Do this
Copy the entries word for word, starting at the line containing "the brown corrugated" and continuing through the last of the entries.

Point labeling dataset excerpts
►
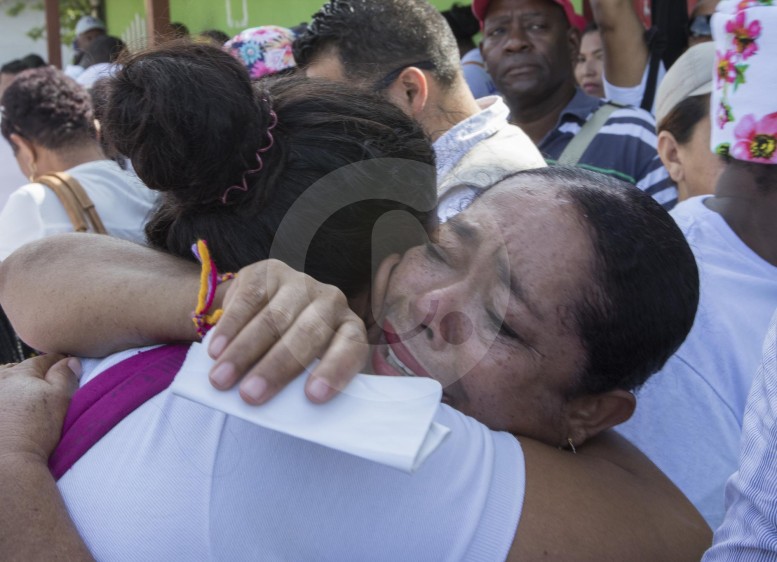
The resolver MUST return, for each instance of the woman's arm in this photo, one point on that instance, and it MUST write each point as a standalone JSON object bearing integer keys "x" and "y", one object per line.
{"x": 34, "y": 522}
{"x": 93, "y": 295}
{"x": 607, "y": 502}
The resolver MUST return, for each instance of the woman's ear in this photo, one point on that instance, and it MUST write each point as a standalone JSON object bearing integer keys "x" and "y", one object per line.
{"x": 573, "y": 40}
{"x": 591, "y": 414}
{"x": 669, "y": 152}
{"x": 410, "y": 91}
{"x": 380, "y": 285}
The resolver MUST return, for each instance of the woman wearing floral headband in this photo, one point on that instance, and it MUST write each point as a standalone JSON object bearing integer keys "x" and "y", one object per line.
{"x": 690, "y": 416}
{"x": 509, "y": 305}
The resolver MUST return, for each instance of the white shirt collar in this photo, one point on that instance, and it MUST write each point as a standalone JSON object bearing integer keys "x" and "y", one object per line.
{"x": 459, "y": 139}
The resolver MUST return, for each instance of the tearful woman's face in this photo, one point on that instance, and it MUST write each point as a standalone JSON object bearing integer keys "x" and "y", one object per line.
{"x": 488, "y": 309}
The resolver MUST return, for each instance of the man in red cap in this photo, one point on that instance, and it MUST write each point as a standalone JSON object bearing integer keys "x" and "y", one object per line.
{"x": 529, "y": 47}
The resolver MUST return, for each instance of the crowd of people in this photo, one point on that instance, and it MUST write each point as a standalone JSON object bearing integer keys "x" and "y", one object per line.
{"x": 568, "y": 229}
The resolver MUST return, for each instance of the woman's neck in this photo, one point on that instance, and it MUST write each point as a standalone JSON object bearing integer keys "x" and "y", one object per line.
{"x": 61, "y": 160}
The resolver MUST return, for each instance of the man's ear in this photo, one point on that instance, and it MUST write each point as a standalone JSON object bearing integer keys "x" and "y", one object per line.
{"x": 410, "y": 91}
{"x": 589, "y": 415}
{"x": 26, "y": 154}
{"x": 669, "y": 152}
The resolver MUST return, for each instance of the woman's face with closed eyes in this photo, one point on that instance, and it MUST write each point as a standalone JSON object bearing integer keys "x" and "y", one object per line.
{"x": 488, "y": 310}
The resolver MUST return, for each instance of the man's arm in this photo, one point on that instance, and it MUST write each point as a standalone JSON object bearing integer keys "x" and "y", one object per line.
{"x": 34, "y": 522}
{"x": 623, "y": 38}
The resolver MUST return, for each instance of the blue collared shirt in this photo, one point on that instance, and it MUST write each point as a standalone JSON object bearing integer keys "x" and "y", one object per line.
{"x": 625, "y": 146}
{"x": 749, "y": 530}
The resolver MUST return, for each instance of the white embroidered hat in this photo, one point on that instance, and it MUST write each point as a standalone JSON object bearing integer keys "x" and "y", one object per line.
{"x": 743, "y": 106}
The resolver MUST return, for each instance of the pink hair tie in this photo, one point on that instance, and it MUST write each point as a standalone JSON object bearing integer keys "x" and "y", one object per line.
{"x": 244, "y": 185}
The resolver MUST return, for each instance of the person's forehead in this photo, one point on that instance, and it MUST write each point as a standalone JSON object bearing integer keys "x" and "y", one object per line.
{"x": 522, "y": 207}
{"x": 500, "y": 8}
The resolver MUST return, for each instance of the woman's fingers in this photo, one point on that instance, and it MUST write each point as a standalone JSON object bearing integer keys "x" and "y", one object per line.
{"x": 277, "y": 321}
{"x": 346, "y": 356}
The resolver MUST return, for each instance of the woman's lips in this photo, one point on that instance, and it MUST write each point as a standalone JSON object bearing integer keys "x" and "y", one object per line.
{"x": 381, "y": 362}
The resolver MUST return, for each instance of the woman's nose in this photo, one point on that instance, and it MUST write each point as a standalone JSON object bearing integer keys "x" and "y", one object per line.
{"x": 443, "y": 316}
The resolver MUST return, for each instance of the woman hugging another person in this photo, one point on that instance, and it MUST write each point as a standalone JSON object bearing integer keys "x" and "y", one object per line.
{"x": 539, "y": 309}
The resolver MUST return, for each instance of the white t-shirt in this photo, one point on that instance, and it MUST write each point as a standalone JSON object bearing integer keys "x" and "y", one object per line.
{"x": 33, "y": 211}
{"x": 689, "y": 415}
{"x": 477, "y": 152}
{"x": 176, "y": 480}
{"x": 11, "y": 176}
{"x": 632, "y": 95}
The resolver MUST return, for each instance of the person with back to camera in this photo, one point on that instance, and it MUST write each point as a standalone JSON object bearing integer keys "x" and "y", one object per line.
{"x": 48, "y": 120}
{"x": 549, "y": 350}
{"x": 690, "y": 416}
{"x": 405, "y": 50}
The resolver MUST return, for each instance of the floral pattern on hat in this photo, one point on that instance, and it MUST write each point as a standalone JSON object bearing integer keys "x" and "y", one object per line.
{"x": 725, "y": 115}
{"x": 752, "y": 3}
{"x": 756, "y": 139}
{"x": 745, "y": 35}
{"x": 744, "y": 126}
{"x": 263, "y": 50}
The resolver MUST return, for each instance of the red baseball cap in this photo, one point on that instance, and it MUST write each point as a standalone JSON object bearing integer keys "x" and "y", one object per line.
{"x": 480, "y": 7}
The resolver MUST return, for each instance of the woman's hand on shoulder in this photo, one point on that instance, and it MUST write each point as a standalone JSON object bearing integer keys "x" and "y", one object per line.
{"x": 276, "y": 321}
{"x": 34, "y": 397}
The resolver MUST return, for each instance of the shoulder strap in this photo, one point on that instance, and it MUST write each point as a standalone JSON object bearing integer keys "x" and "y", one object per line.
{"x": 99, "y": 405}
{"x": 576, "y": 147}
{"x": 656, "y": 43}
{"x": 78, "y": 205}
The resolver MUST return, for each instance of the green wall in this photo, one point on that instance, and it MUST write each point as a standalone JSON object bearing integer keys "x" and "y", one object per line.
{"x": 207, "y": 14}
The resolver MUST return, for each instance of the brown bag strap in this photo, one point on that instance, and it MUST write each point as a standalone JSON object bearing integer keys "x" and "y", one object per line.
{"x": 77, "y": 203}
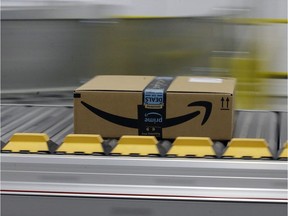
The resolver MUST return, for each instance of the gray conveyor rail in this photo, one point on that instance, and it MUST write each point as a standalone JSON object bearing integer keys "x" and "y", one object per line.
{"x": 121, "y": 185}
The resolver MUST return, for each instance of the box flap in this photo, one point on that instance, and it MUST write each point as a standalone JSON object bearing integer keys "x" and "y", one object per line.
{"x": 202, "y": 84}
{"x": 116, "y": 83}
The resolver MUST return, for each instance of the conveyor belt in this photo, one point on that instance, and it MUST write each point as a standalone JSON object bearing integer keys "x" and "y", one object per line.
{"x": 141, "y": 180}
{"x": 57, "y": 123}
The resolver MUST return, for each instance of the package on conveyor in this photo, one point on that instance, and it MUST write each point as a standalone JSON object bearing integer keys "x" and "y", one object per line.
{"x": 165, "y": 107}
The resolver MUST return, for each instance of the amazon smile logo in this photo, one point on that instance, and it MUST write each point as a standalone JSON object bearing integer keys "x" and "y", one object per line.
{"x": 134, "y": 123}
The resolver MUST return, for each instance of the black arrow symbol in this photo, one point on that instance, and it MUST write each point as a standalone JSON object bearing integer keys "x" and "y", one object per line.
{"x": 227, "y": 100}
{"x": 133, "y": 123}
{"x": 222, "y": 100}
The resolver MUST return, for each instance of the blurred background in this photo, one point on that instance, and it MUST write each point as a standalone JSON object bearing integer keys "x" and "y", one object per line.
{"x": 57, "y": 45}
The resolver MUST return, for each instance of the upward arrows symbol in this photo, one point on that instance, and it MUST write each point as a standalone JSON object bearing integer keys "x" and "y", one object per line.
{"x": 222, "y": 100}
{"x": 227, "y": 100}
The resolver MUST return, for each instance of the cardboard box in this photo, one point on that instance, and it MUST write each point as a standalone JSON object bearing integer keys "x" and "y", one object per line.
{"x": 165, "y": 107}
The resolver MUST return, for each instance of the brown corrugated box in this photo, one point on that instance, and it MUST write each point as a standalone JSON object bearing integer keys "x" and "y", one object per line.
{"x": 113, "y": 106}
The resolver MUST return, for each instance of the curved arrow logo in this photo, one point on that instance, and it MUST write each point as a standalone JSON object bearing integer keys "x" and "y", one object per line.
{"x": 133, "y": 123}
◄
The output
The resolver MUST return, for each instance of the brown corrugated box in this photo, one point on that instance, and it MUST write each point as a standalone JSON object bearing integer keys "x" and "y", one object per line.
{"x": 113, "y": 106}
The resolver MUST return, for each instance of the curved arrow logo in this photo, one point on that instance, and it MUST write each point as a standalone JSON object bearing integer keys "x" and "y", one object per line.
{"x": 133, "y": 123}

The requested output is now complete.